# Instructions to follow:
Please rewrite the stretch of material from the line containing "task | indicate the baseball" through the end of the material, replacing "backrest" with "back support" and leaving everything else unchanged.
[START]
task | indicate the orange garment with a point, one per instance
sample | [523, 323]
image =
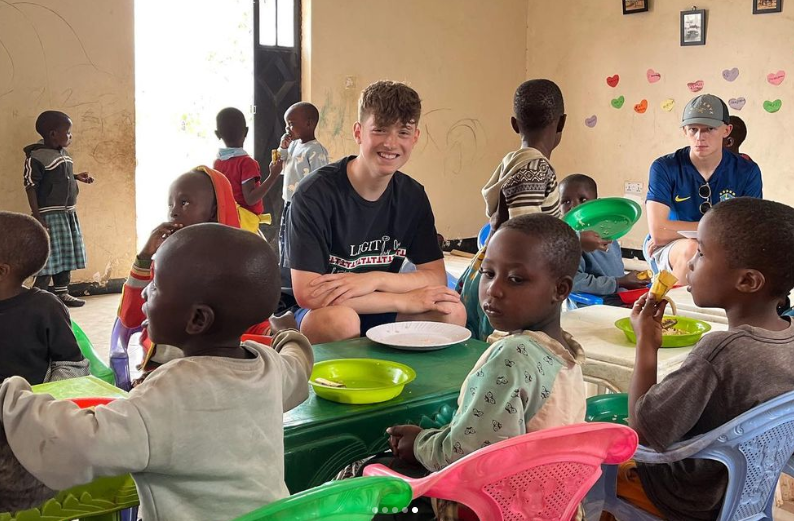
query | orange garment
[130, 311]
[630, 488]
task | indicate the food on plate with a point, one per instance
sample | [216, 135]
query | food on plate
[662, 283]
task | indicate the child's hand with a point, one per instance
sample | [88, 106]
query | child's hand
[159, 234]
[401, 441]
[630, 281]
[591, 241]
[646, 319]
[285, 321]
[84, 177]
[276, 167]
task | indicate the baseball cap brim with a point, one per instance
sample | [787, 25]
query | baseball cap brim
[711, 122]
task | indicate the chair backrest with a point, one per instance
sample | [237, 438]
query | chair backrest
[96, 366]
[540, 475]
[357, 499]
[485, 231]
[755, 447]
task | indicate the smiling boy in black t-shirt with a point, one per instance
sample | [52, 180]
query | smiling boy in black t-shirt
[END]
# Result for this exercise:
task | indicate the baseball cap brim with a point, one per instance
sample | [787, 25]
query | baseball cap brim
[711, 122]
task | indicate the chair back support with a point, one per instance
sample | [237, 438]
query | chair back support
[96, 366]
[540, 475]
[357, 499]
[485, 231]
[755, 447]
task | indicate the smiling boy in black t-shirt with a point, one per instance
sample | [52, 180]
query | smiling boy in black t-shirt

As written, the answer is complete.